-------- Excerpt

AI with Michal

Personality test for hiring

A structured assessment added to a hiring funnel to measure stable behavioural traits such as conscientiousness, emotional stability, or agreeableness, with results used as one scored input alongside interviews and work samples when predicting job or team fit.

Michal Juhas · Last reviewed May 9, 2026

What is a personality test for hiring?

A personality test for hiring is a validated questionnaire that measures stable behavioural traits and adds a scored data point to a structured hiring funnel. The most research-supported framework is the Big Five, which covers Openness, Conscientiousness, Extraversion, Agreeableness, and Emotional Stability. Teams use results alongside structured interviews and work samples, not instead of them. The instrument only adds value when it was built and normed for a role similar to yours: a sales-specific validity study does not transfer to engineering or operations hiring. Vendors who skip that norming step sell a branded label over an unvalidated screen, and that creates both psychometric noise and legal exposure.

Illustration: personality test for hiring showing a trait assessment card positioned after a phone screen in the hiring funnel, with scored output informing a debrief card as one input among several, and a human review gate before the hiring manager interview

In practice

  • A recruiter who receives a request to "add a culture fit test" to the process asks the hiring manager to name the specific trait on the scorecard before selecting any vendor.
  • A TA leader evaluating two assessment vendors asks each for a validity report tied to their specific role family, not a general-population study, before signing a contract.

----------------
-------- Dataset

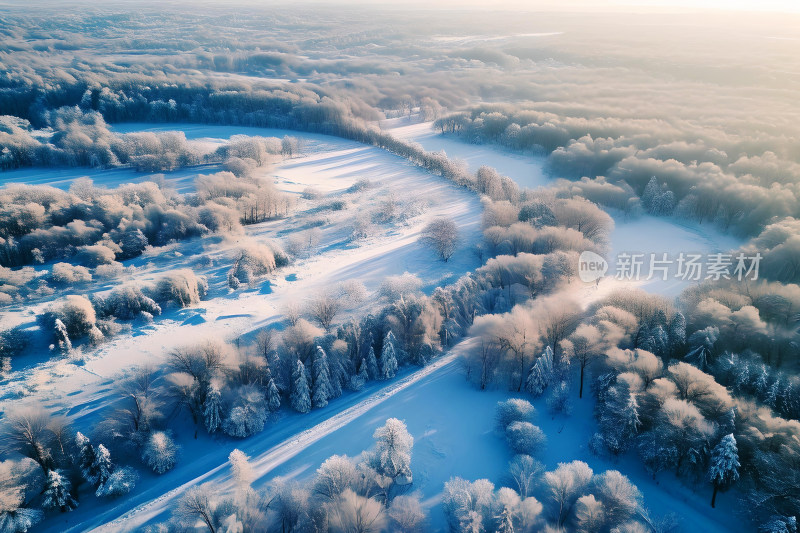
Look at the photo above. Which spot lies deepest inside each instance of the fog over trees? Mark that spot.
(629, 121)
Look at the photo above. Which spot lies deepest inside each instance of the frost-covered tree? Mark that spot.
(558, 402)
(322, 380)
(441, 235)
(724, 467)
(524, 437)
(619, 418)
(301, 396)
(196, 506)
(621, 499)
(334, 476)
(525, 471)
(273, 396)
(354, 513)
(86, 458)
(372, 363)
(241, 469)
(564, 485)
(540, 374)
(393, 445)
(102, 466)
(57, 493)
(120, 482)
(248, 414)
(589, 514)
(160, 452)
(213, 408)
(388, 361)
(513, 410)
(407, 514)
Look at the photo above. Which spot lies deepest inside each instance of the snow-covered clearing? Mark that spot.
(450, 421)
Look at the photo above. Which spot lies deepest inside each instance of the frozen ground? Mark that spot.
(633, 235)
(451, 422)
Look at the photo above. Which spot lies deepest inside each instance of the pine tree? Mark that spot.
(724, 468)
(86, 458)
(506, 524)
(372, 364)
(300, 398)
(273, 396)
(102, 464)
(541, 373)
(339, 378)
(322, 379)
(212, 408)
(57, 493)
(388, 362)
(677, 333)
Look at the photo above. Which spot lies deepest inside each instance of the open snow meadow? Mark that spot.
(358, 267)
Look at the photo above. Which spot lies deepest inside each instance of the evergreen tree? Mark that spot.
(273, 396)
(506, 525)
(372, 363)
(212, 408)
(339, 377)
(86, 458)
(322, 379)
(677, 333)
(541, 373)
(301, 396)
(724, 468)
(619, 418)
(57, 493)
(388, 362)
(102, 465)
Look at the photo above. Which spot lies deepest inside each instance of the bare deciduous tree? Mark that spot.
(441, 235)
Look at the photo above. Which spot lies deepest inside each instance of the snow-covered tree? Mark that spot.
(102, 466)
(589, 514)
(558, 402)
(524, 437)
(441, 235)
(620, 498)
(322, 380)
(525, 471)
(248, 414)
(352, 512)
(57, 493)
(300, 397)
(388, 361)
(335, 475)
(120, 482)
(724, 467)
(564, 486)
(407, 513)
(160, 452)
(393, 445)
(619, 418)
(86, 458)
(372, 363)
(213, 408)
(273, 396)
(505, 524)
(241, 469)
(540, 374)
(513, 410)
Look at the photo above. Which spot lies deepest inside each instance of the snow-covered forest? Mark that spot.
(303, 268)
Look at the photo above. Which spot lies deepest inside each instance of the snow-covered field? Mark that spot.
(450, 421)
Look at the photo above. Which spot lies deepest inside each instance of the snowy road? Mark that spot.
(262, 464)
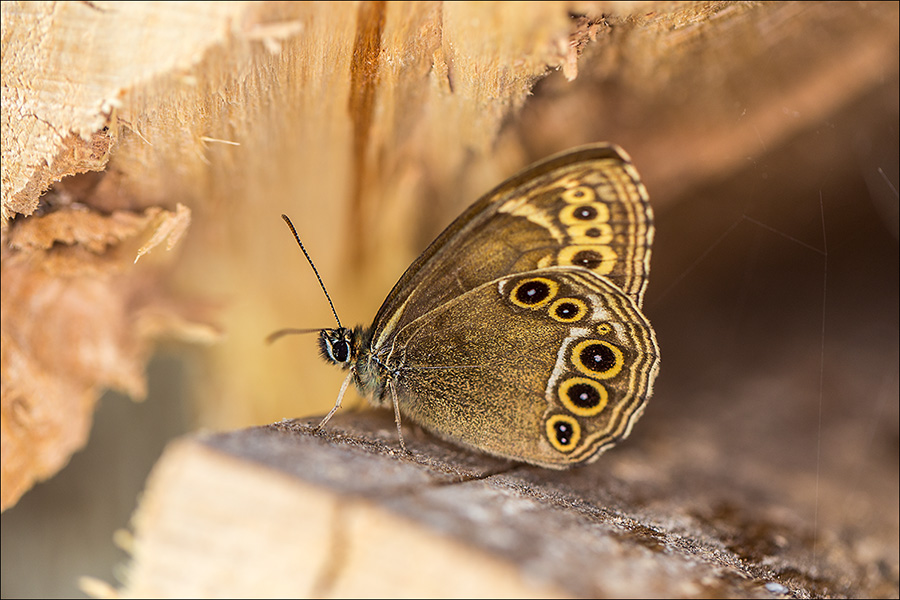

----------------

- Work to complete: Reproduce the whole passage on personality tests for hiring word for word, from its first line to its last.

- The solution:
AI with Michal

Personality test for hiring

A structured assessment added to a hiring funnel to measure stable behavioural traits such as conscientiousness, emotional stability, or agreeableness, with results used as one scored input alongside interviews and work samples when predicting job or team fit.

Michal Juhas · Last reviewed May 9, 2026

What is a personality test for hiring?

A personality test for hiring is a validated questionnaire that measures stable behavioural traits and adds a scored data point to a structured hiring funnel. The most research-supported framework is the Big Five, which covers Openness, Conscientiousness, Extraversion, Agreeableness, and Emotional Stability. Teams use results alongside structured interviews and work samples, not instead of them. The instrument only adds value when it was built and normed for a role similar to yours: a sales-specific validity study does not transfer to engineering or operations hiring. Vendors who skip that norming step sell a branded label over an unvalidated screen, and that creates both psychometric noise and legal exposure.

Illustration: personality test for hiring showing a trait assessment card positioned after a phone screen in the hiring funnel, with scored output informing a debrief card as one input among several, and a human review gate before the hiring manager interview

In practice

  • A recruiter who receives a request to "add a culture fit test" to the process asks the hiring manager to name the specific trait on the scorecard before selecting any vendor.
  • A TA leader evaluating two assessment vendors asks each for a validity report tied to their specific role family, not a general-population study, before signing a contract.